=== Текст документа ===

Каждый человек у нас есть единственный руководитель, оценщик и судья своих поступков. Мы не можем согласиться друг с другом ни в одном, самом простом и очевидном нравственном правиле, мы разнимся во взглядах на первоначальные понятия, на азбуку, так сказать, учения о человеке. Представления о дозволенном и недозволенном в различных кругах нашего общества до такой степени разнородны и противоречивы, что поступок, выставляемый на позор одною стороной, дает повод похвастаться им на другой стороне [Анненков 2000: 228].

Любое высказывание, таким образом, оказывается не более чем частным мнением, базирующимся на произвольных допущениях и противоречащим тем основаниям, которые могут быть названы «общими». Право устанавливать эти основания является прерогативой государственной власти как главного инициатора модернизации, который берет на себя ответственность за единство общества[58].

Поэтому каждый раз, когда речь идет, например, о государственных реформах, более или менее радикальных, то под этим понимается, помимо всего прочего, передача части властных полномочий обществу, за счет чего неизменно возникает напряжение между монологическим характером власти, определяющим сложившийся порядок вещей, и тем видом производства авторитета, который имеет чисто языковой, то есть релятивистский характер. Власть, легитимирующая существующий порядок вещей, приходит в противоречие с властью рационального аргумента – коллизия, имеющая много разных аспектов, но здесь мы остановимся только на одном: введении в России суда присяжных (1864), ставшего наряду с отменой крепостного права кульминацией реформ эпохи конца 1850-х – начала 1860-х годов.

8

Привлечение «общества» к участию в отправлении правосудия не только потребовало кардинальных изменений в порядке судопроизводства, но и было немыслимо без своеобразной реабилитации практики обсуждения и спора. При этом, допуская идею, что в результате обмена мнениями может быть открыта истина, государственная власть приводила в действие механизмы, противоречащие ее собственным устоям.

Инициаторы судебной реформы в полной мере осознавали те трудности, с которыми придется столкнуться новому институту, но считали тем не менее, что они вполне преодолимы. Так, например, участники обсуждения высказывали опасения относительно сильной фрагментации общества: «…нигде, может быть, историческая жизнь народа не положила таких резких разграничений между различными слоями общества, как у нас, от чего между понятиями, обычаями и образом жизни наших постоянных судей, принадлежащих вообще к высшему сословию, и подсудимых из низших сословий замечается большое различие» [Журнал 1862: 184]. Преодолеть эти различия между сословиями призвано обсуждение обстоятельств дела, благодаря чему присяжные заседатели должны прийти к взвешенному, «усредненному» решению: «Конечно, между осуждением и оправданием не может быть ничего среднего, но самая встреча противоположных мнений должна побудить каждого, придерживающегося одного из сих мнений, одуматься: взвесить точнее свои впечатления и доводы и отказаться от мнения, которое не выдерживает этого испытания и не может устоять против возражений» [Там же: 316]. Именно «по взаимному влиянию одного мнения на другое, неосновательные увлечения или ошибочные взгляды будут устранены», и присяжные, «придерживаясь благоразумной середины», вынесут справедливый приговор [Там же].

=== Фрагменты строк ===

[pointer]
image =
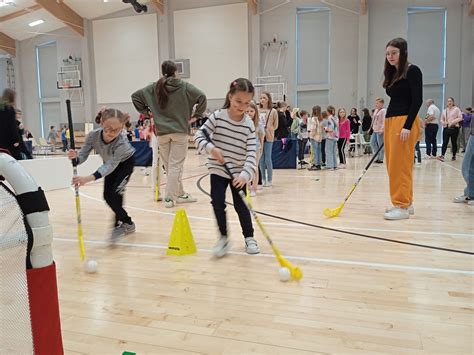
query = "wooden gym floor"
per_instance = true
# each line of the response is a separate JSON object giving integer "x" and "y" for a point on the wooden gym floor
{"x": 358, "y": 295}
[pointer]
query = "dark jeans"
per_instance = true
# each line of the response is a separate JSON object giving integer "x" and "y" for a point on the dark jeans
{"x": 218, "y": 188}
{"x": 431, "y": 132}
{"x": 301, "y": 147}
{"x": 453, "y": 134}
{"x": 114, "y": 189}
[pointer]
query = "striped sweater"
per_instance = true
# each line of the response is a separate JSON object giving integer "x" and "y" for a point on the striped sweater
{"x": 237, "y": 141}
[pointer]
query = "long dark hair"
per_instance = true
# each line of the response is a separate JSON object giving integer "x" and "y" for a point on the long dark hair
{"x": 390, "y": 72}
{"x": 240, "y": 84}
{"x": 316, "y": 112}
{"x": 168, "y": 69}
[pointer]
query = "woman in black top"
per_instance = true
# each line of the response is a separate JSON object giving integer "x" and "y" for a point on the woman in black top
{"x": 404, "y": 84}
{"x": 366, "y": 124}
{"x": 283, "y": 128}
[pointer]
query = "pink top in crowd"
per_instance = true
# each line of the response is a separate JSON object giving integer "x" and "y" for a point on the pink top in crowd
{"x": 454, "y": 116}
{"x": 345, "y": 129}
{"x": 379, "y": 120}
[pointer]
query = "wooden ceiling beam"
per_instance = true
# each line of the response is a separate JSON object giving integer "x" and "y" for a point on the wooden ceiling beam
{"x": 7, "y": 44}
{"x": 159, "y": 5}
{"x": 253, "y": 6}
{"x": 19, "y": 13}
{"x": 363, "y": 7}
{"x": 64, "y": 14}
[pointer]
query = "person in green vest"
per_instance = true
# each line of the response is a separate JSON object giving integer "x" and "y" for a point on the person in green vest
{"x": 171, "y": 101}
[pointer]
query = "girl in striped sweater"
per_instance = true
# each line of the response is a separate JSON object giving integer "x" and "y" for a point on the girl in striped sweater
{"x": 233, "y": 142}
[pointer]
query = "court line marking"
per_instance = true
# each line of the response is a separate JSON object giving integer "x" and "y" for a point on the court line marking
{"x": 292, "y": 225}
{"x": 452, "y": 167}
{"x": 300, "y": 258}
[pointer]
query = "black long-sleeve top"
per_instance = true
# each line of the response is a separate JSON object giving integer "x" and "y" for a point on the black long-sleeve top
{"x": 406, "y": 96}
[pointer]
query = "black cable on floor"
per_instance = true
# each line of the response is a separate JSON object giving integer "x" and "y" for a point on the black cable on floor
{"x": 344, "y": 231}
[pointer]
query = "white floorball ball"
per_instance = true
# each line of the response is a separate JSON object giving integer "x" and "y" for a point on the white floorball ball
{"x": 284, "y": 274}
{"x": 90, "y": 266}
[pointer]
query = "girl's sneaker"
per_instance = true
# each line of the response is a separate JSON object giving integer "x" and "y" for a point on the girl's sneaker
{"x": 221, "y": 247}
{"x": 397, "y": 213}
{"x": 251, "y": 246}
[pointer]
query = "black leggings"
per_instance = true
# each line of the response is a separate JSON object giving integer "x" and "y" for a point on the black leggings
{"x": 301, "y": 147}
{"x": 447, "y": 134}
{"x": 114, "y": 189}
{"x": 341, "y": 147}
{"x": 218, "y": 187}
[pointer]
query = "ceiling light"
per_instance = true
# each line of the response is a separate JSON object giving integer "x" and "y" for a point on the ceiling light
{"x": 35, "y": 23}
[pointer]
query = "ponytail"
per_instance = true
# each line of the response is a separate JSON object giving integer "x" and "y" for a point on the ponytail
{"x": 168, "y": 69}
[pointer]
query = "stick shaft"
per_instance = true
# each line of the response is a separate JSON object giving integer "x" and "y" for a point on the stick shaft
{"x": 80, "y": 234}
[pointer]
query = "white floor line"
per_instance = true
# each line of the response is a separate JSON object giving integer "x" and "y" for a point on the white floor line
{"x": 292, "y": 225}
{"x": 452, "y": 167}
{"x": 300, "y": 258}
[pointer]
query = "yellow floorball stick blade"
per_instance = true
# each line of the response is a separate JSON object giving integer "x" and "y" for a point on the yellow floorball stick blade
{"x": 295, "y": 271}
{"x": 332, "y": 212}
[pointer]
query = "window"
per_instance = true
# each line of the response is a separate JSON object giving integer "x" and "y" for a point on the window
{"x": 313, "y": 26}
{"x": 427, "y": 49}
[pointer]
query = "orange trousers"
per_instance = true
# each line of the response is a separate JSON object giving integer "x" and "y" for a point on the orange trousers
{"x": 399, "y": 158}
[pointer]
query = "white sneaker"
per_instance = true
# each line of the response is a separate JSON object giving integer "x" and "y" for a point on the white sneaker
{"x": 411, "y": 209}
{"x": 169, "y": 203}
{"x": 251, "y": 246}
{"x": 397, "y": 213}
{"x": 186, "y": 198}
{"x": 221, "y": 247}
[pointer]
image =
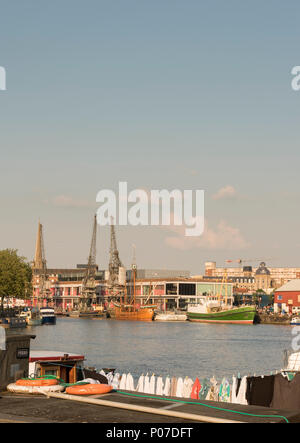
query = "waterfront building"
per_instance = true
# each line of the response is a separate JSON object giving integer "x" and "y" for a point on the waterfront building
{"x": 278, "y": 275}
{"x": 287, "y": 298}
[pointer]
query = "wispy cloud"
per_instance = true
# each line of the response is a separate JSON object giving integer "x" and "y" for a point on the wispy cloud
{"x": 66, "y": 201}
{"x": 225, "y": 192}
{"x": 223, "y": 236}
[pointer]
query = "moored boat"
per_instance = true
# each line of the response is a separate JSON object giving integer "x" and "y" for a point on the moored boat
{"x": 169, "y": 316}
{"x": 203, "y": 312}
{"x": 135, "y": 312}
{"x": 32, "y": 317}
{"x": 48, "y": 316}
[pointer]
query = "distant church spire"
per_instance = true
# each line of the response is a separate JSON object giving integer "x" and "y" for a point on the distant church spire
{"x": 39, "y": 258}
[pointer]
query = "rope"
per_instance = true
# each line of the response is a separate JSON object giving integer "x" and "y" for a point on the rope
{"x": 53, "y": 377}
{"x": 203, "y": 404}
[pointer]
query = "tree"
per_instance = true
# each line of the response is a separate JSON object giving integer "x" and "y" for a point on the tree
{"x": 15, "y": 275}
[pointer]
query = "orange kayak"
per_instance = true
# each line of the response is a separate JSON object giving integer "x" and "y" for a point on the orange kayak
{"x": 89, "y": 389}
{"x": 38, "y": 382}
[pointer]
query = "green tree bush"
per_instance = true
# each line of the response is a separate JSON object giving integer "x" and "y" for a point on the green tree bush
{"x": 15, "y": 276}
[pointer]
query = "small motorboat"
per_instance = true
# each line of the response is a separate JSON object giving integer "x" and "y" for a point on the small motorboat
{"x": 170, "y": 316}
{"x": 32, "y": 317}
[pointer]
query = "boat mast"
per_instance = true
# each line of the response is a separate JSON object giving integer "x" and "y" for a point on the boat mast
{"x": 134, "y": 269}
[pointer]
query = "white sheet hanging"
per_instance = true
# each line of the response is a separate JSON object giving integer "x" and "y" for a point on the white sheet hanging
{"x": 140, "y": 384}
{"x": 129, "y": 383}
{"x": 159, "y": 386}
{"x": 167, "y": 387}
{"x": 123, "y": 381}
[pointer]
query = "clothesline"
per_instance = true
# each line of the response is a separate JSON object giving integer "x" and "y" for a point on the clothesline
{"x": 253, "y": 390}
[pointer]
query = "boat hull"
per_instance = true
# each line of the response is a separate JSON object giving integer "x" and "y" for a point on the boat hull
{"x": 240, "y": 316}
{"x": 145, "y": 314}
{"x": 34, "y": 321}
{"x": 170, "y": 317}
{"x": 49, "y": 320}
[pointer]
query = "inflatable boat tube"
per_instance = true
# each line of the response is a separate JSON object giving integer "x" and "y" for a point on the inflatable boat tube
{"x": 92, "y": 389}
{"x": 17, "y": 389}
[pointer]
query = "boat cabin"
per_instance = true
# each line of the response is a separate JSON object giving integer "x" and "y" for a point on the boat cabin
{"x": 65, "y": 366}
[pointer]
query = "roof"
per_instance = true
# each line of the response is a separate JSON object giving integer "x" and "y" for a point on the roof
{"x": 262, "y": 270}
{"x": 53, "y": 356}
{"x": 292, "y": 285}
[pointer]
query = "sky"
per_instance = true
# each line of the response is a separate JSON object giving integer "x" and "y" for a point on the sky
{"x": 163, "y": 94}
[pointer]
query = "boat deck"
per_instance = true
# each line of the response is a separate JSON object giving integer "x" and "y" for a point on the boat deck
{"x": 28, "y": 408}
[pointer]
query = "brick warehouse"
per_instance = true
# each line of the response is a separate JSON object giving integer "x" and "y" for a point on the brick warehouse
{"x": 287, "y": 297}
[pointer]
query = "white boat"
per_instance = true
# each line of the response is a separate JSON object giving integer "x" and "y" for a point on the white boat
{"x": 170, "y": 316}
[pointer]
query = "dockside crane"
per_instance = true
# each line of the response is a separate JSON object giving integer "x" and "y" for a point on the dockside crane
{"x": 115, "y": 289}
{"x": 39, "y": 267}
{"x": 88, "y": 291}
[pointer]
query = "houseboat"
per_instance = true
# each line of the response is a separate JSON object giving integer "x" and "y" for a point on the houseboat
{"x": 48, "y": 316}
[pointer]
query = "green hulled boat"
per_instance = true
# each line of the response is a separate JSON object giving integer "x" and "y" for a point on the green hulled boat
{"x": 206, "y": 312}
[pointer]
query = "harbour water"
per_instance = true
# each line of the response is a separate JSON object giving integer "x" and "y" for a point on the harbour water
{"x": 175, "y": 349}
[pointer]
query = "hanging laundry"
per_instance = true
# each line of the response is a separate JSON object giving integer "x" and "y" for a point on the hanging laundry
{"x": 140, "y": 384}
{"x": 90, "y": 381}
{"x": 159, "y": 386}
{"x": 241, "y": 395}
{"x": 286, "y": 393}
{"x": 116, "y": 381}
{"x": 260, "y": 390}
{"x": 129, "y": 383}
{"x": 224, "y": 392}
{"x": 110, "y": 377}
{"x": 152, "y": 384}
{"x": 167, "y": 388}
{"x": 213, "y": 393}
{"x": 187, "y": 387}
{"x": 173, "y": 387}
{"x": 179, "y": 387}
{"x": 196, "y": 389}
{"x": 147, "y": 385}
{"x": 236, "y": 382}
{"x": 205, "y": 386}
{"x": 123, "y": 381}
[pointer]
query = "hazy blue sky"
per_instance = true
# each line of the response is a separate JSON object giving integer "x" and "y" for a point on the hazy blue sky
{"x": 163, "y": 94}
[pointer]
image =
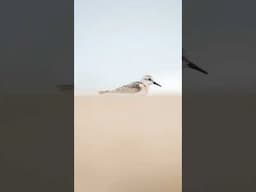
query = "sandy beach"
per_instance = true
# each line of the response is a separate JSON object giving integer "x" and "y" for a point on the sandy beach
{"x": 128, "y": 144}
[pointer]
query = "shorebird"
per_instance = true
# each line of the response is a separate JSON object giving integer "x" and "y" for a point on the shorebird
{"x": 137, "y": 87}
{"x": 186, "y": 63}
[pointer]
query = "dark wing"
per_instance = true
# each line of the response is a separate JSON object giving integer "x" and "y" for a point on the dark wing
{"x": 132, "y": 87}
{"x": 191, "y": 65}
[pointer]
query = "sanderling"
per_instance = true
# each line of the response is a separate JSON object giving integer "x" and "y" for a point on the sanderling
{"x": 186, "y": 63}
{"x": 137, "y": 87}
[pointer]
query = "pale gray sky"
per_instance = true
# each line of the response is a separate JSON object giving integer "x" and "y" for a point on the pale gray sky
{"x": 119, "y": 41}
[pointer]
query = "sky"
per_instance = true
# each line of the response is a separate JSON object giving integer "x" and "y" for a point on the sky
{"x": 119, "y": 41}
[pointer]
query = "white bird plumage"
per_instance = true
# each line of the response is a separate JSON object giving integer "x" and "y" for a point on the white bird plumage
{"x": 137, "y": 87}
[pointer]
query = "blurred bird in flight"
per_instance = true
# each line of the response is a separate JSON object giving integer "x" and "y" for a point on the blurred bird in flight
{"x": 137, "y": 87}
{"x": 186, "y": 63}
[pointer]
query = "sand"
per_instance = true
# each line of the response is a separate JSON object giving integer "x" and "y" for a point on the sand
{"x": 128, "y": 144}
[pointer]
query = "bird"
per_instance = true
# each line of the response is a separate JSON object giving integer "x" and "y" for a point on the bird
{"x": 186, "y": 63}
{"x": 137, "y": 87}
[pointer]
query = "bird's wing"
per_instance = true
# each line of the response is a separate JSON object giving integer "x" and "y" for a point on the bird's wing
{"x": 187, "y": 63}
{"x": 131, "y": 88}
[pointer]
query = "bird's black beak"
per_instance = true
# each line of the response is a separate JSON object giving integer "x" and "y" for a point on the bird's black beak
{"x": 155, "y": 83}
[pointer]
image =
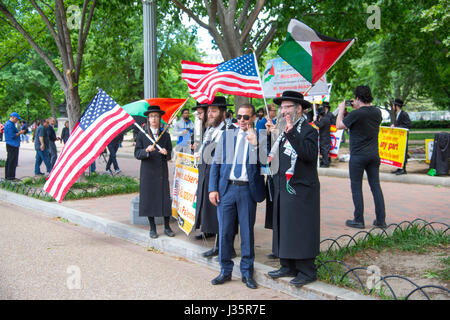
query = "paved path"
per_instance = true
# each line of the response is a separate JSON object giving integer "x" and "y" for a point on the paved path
{"x": 34, "y": 266}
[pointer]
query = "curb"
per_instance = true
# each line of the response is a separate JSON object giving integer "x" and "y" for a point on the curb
{"x": 172, "y": 246}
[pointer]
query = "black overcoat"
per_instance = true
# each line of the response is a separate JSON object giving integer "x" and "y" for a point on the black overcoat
{"x": 154, "y": 192}
{"x": 205, "y": 211}
{"x": 296, "y": 218}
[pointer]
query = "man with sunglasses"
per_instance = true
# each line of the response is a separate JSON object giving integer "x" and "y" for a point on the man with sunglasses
{"x": 235, "y": 186}
{"x": 296, "y": 199}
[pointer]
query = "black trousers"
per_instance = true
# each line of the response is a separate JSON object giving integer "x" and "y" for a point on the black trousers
{"x": 371, "y": 164}
{"x": 304, "y": 267}
{"x": 12, "y": 160}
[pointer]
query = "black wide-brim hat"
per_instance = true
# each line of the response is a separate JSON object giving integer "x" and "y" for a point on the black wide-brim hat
{"x": 293, "y": 96}
{"x": 219, "y": 101}
{"x": 151, "y": 109}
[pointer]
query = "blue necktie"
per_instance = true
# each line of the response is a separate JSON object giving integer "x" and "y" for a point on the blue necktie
{"x": 239, "y": 154}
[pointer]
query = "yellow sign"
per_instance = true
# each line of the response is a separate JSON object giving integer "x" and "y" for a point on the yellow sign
{"x": 184, "y": 191}
{"x": 392, "y": 146}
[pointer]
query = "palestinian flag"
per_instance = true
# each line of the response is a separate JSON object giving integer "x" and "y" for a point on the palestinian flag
{"x": 269, "y": 73}
{"x": 309, "y": 52}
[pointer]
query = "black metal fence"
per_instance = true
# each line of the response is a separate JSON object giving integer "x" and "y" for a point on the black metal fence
{"x": 370, "y": 286}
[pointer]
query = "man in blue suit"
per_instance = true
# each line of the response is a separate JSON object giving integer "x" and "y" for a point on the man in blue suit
{"x": 235, "y": 186}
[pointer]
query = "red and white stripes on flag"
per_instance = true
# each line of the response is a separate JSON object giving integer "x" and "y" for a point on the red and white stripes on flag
{"x": 83, "y": 147}
{"x": 237, "y": 76}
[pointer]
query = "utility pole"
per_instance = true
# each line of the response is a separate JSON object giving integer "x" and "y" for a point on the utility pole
{"x": 150, "y": 65}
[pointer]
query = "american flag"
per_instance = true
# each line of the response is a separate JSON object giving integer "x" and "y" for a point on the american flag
{"x": 100, "y": 123}
{"x": 238, "y": 76}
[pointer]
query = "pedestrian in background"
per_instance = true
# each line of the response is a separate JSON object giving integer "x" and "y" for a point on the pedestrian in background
{"x": 113, "y": 147}
{"x": 12, "y": 139}
{"x": 364, "y": 125}
{"x": 52, "y": 138}
{"x": 65, "y": 134}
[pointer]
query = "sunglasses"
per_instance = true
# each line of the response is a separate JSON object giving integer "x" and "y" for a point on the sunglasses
{"x": 245, "y": 116}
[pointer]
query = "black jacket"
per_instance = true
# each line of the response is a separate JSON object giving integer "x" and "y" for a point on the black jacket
{"x": 403, "y": 121}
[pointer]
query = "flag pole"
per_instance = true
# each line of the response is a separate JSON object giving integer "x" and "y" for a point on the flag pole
{"x": 259, "y": 78}
{"x": 174, "y": 116}
{"x": 146, "y": 134}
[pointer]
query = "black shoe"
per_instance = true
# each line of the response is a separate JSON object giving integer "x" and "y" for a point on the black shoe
{"x": 381, "y": 225}
{"x": 300, "y": 280}
{"x": 153, "y": 234}
{"x": 272, "y": 256}
{"x": 354, "y": 224}
{"x": 211, "y": 253}
{"x": 222, "y": 278}
{"x": 250, "y": 282}
{"x": 204, "y": 235}
{"x": 169, "y": 232}
{"x": 282, "y": 272}
{"x": 233, "y": 255}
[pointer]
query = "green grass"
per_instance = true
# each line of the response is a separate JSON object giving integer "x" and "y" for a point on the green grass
{"x": 413, "y": 239}
{"x": 93, "y": 186}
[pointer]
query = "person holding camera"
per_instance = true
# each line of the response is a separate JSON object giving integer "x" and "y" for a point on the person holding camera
{"x": 363, "y": 124}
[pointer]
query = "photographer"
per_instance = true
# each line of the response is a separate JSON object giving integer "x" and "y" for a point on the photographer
{"x": 363, "y": 124}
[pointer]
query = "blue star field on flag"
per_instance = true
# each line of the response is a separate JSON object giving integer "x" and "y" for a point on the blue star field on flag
{"x": 99, "y": 105}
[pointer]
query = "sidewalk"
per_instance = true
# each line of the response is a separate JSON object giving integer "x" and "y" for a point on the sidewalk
{"x": 112, "y": 216}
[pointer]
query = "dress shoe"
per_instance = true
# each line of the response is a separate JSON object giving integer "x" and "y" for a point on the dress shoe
{"x": 153, "y": 234}
{"x": 282, "y": 272}
{"x": 354, "y": 224}
{"x": 381, "y": 225}
{"x": 169, "y": 232}
{"x": 222, "y": 278}
{"x": 233, "y": 255}
{"x": 250, "y": 282}
{"x": 204, "y": 236}
{"x": 211, "y": 253}
{"x": 300, "y": 280}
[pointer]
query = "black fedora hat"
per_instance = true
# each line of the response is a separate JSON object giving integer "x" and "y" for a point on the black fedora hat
{"x": 219, "y": 101}
{"x": 200, "y": 105}
{"x": 398, "y": 102}
{"x": 151, "y": 109}
{"x": 293, "y": 96}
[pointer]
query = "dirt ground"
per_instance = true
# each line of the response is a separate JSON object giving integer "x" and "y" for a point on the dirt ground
{"x": 419, "y": 268}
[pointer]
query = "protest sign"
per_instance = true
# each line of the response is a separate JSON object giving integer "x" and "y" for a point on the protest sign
{"x": 392, "y": 146}
{"x": 184, "y": 191}
{"x": 336, "y": 138}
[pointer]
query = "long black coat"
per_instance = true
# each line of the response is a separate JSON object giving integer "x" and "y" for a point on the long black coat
{"x": 296, "y": 221}
{"x": 154, "y": 193}
{"x": 205, "y": 211}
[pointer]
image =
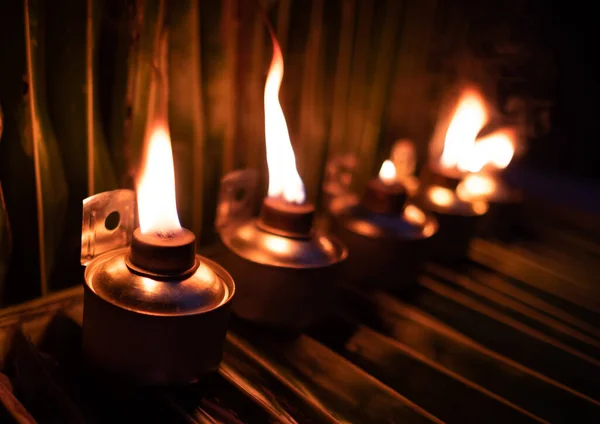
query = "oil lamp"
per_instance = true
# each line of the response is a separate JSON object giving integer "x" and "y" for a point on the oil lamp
{"x": 386, "y": 235}
{"x": 282, "y": 264}
{"x": 155, "y": 312}
{"x": 457, "y": 218}
{"x": 492, "y": 154}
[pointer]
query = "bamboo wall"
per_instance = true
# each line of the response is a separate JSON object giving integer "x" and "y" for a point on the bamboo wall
{"x": 76, "y": 83}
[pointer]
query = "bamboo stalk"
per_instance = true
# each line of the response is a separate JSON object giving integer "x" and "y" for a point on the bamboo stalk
{"x": 369, "y": 137}
{"x": 342, "y": 78}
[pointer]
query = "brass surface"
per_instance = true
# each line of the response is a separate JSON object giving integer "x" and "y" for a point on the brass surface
{"x": 207, "y": 288}
{"x": 250, "y": 242}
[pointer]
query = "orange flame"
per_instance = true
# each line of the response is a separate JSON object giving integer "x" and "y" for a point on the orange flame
{"x": 441, "y": 196}
{"x": 476, "y": 186}
{"x": 387, "y": 173}
{"x": 469, "y": 118}
{"x": 157, "y": 207}
{"x": 495, "y": 150}
{"x": 284, "y": 180}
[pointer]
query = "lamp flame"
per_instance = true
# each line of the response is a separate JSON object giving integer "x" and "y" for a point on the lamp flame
{"x": 387, "y": 173}
{"x": 284, "y": 180}
{"x": 157, "y": 208}
{"x": 476, "y": 186}
{"x": 495, "y": 150}
{"x": 469, "y": 118}
{"x": 441, "y": 196}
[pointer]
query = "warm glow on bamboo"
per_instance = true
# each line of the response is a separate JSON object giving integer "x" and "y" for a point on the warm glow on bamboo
{"x": 157, "y": 207}
{"x": 284, "y": 181}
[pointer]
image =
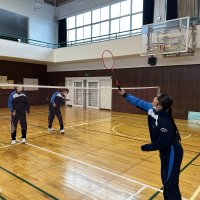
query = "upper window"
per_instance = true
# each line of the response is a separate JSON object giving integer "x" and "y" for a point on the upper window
{"x": 137, "y": 6}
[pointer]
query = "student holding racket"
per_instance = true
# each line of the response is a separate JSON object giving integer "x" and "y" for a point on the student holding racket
{"x": 109, "y": 63}
{"x": 165, "y": 137}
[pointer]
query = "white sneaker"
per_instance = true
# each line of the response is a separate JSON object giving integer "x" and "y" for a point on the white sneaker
{"x": 13, "y": 142}
{"x": 23, "y": 140}
{"x": 50, "y": 129}
{"x": 62, "y": 130}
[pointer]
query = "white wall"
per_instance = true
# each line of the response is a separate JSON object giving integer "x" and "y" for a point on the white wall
{"x": 159, "y": 10}
{"x": 41, "y": 22}
{"x": 25, "y": 51}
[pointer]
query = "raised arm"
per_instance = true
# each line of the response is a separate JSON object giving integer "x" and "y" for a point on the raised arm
{"x": 10, "y": 104}
{"x": 144, "y": 105}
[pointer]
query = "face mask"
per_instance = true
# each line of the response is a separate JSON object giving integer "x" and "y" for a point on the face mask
{"x": 19, "y": 89}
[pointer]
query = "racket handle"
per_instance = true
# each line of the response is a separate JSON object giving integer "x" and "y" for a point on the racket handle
{"x": 119, "y": 88}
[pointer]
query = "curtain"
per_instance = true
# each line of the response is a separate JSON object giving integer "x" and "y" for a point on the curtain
{"x": 148, "y": 11}
{"x": 62, "y": 32}
{"x": 172, "y": 12}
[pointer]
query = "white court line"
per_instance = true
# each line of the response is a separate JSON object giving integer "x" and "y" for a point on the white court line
{"x": 138, "y": 192}
{"x": 195, "y": 194}
{"x": 95, "y": 167}
{"x": 121, "y": 134}
{"x": 186, "y": 137}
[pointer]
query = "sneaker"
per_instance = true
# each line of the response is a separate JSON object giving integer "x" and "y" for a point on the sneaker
{"x": 50, "y": 129}
{"x": 13, "y": 142}
{"x": 62, "y": 130}
{"x": 23, "y": 140}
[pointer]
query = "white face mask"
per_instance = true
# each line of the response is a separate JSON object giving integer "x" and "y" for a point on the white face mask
{"x": 19, "y": 89}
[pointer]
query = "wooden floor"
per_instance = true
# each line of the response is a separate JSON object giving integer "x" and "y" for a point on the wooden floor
{"x": 98, "y": 157}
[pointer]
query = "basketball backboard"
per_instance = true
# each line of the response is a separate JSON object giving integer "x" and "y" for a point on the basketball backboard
{"x": 169, "y": 37}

===

# Задание
Изложите содержание текста документа в двух предложениях.

# Решение
В обществе нет согласия даже в простейших нравственных правилах, поэтому любое высказывание оказывается лишь частным мнением, а право устанавливать общие основания принадлежит государственной власти. Введение суда присяжных в 1864 году потребовало реабилитации обсуждения и спора, что противоречило устоям самой власти, однако инициаторы реформы считали, что столкновение противоположных мнений поможет присяжным преодолеть различия между сословиями и вынести справедливый приговор.